§ **WHAT YOU SHOULD DO**
Filter the records below for the word "puppy". Copy each line that holds it.

-=-=-

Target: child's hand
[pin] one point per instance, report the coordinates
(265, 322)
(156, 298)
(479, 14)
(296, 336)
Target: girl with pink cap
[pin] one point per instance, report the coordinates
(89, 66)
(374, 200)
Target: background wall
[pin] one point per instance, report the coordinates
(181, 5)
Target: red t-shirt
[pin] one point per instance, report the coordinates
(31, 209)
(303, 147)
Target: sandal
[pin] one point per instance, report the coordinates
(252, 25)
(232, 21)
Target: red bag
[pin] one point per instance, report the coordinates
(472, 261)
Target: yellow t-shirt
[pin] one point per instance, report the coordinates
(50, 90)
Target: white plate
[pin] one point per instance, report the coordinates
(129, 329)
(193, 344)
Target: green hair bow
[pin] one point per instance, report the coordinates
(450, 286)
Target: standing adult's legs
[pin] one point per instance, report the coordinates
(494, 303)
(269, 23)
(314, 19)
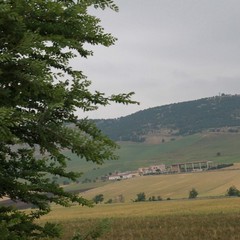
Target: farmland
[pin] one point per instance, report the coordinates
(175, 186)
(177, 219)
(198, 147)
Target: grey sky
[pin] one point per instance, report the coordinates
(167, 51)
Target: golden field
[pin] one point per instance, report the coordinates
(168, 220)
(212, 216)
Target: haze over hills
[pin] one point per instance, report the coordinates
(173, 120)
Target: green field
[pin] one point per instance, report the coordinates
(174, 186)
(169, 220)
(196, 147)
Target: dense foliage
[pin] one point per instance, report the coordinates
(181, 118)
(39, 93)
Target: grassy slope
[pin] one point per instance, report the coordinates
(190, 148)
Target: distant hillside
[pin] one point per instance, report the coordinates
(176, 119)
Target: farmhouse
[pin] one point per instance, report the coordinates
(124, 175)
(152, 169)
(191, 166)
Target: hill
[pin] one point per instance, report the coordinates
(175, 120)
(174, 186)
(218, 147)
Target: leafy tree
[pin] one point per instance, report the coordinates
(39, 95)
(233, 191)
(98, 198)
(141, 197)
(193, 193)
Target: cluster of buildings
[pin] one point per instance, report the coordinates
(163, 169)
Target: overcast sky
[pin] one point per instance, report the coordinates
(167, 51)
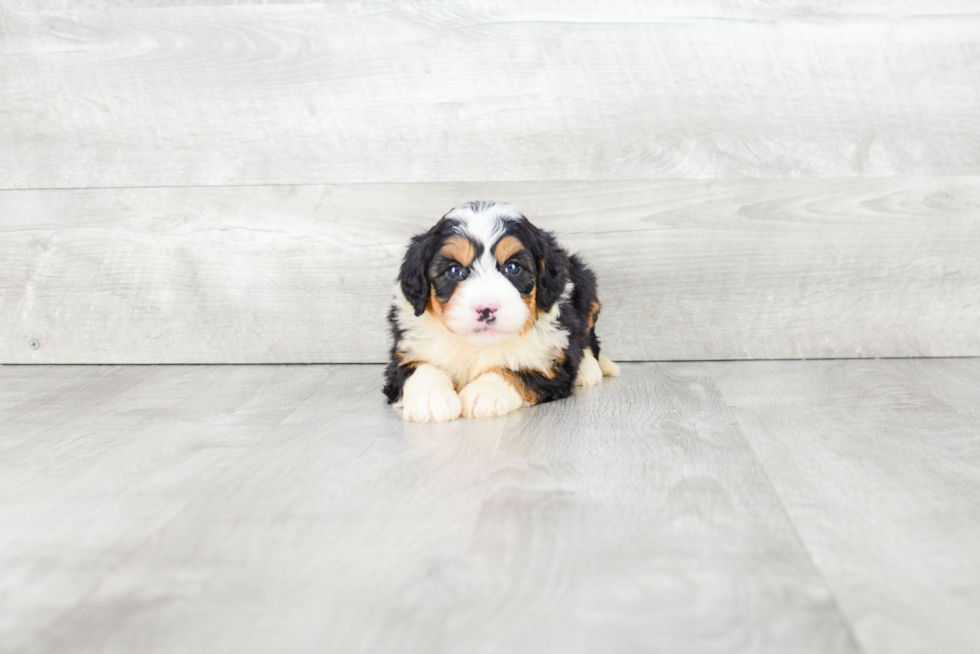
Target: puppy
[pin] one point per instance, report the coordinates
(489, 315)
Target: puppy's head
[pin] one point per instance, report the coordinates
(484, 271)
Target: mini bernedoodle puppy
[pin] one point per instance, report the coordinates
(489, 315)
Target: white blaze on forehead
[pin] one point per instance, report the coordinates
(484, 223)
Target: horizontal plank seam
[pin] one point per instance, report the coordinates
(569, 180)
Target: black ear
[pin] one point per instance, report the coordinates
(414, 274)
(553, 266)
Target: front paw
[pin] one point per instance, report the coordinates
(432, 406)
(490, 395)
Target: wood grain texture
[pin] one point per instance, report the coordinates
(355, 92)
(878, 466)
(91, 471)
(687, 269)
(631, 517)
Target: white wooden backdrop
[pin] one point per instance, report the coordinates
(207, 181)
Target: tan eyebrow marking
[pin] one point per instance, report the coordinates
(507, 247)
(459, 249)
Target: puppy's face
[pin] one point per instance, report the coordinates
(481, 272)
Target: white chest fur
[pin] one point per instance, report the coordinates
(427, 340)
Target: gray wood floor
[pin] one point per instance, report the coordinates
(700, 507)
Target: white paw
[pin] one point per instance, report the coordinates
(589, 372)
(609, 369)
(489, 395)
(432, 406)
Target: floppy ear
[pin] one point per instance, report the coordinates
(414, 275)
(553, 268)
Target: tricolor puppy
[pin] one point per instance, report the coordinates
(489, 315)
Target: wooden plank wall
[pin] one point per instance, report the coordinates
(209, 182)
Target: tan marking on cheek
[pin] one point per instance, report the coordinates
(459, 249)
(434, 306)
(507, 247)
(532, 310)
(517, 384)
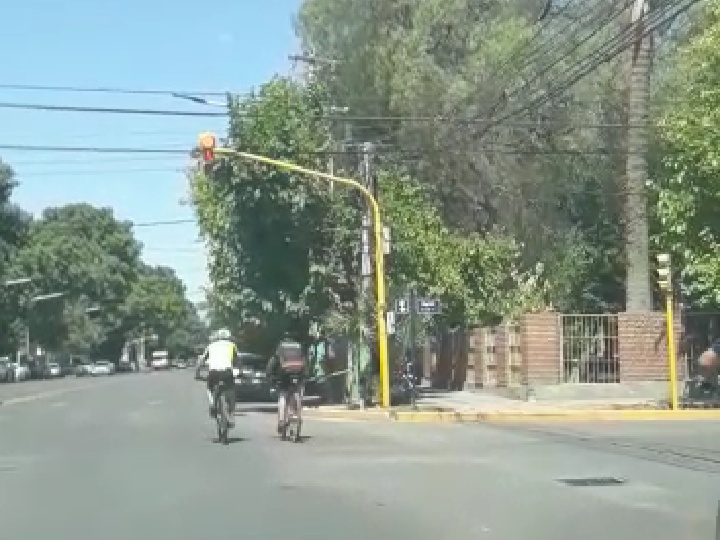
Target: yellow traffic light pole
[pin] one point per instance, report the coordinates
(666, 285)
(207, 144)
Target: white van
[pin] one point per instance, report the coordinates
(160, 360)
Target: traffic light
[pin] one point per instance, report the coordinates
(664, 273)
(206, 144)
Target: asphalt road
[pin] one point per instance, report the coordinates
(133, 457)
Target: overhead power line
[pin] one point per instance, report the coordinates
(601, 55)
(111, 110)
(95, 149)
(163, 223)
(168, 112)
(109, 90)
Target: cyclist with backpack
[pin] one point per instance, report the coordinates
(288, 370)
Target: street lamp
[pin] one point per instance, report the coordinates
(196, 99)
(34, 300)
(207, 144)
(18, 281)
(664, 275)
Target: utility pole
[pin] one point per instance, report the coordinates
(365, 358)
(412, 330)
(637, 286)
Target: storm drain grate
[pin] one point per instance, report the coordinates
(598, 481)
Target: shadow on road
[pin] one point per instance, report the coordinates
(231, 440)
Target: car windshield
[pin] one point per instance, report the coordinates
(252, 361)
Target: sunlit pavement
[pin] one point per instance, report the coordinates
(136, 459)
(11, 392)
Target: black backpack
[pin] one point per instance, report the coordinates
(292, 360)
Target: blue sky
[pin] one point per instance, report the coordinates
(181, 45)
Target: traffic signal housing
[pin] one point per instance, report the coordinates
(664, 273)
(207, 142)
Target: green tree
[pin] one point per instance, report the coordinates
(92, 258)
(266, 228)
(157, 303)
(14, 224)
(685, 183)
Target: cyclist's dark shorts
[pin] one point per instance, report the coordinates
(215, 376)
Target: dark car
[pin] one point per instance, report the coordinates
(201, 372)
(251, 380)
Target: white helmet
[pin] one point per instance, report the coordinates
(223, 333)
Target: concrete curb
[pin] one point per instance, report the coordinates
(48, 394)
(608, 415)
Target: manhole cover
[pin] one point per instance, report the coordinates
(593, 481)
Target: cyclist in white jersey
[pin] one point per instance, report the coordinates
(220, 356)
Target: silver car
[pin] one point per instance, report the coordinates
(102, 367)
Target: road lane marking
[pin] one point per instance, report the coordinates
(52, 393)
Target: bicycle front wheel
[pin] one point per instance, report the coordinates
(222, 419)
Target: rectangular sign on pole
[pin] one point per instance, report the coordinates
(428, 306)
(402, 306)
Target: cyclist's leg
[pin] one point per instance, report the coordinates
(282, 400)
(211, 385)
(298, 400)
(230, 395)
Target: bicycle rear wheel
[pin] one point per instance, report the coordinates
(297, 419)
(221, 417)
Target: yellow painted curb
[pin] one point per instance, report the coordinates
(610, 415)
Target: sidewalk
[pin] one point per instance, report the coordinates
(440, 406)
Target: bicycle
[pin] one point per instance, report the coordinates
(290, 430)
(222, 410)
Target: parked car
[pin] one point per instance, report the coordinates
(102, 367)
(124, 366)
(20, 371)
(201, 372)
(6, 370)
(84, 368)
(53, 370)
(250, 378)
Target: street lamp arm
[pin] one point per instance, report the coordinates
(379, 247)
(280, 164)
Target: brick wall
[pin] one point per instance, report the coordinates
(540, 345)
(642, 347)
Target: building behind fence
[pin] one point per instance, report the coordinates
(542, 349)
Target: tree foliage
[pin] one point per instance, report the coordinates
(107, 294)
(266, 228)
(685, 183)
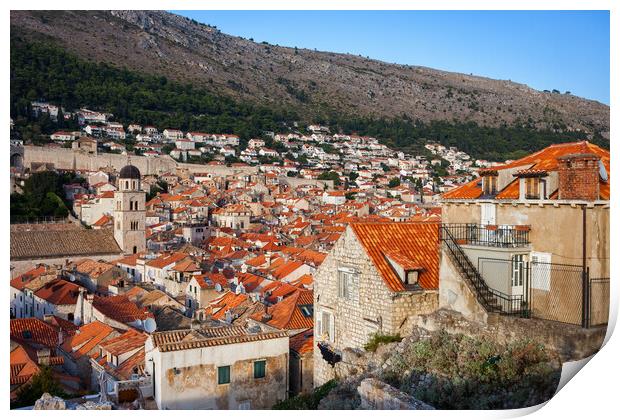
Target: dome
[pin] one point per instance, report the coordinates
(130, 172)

-=-=-

§ **TASK ANSWER**
Target: puppy
Target: puppy's head
Target: mini bernedoodle puppy
Target: puppy's face
Target: tricolor puppy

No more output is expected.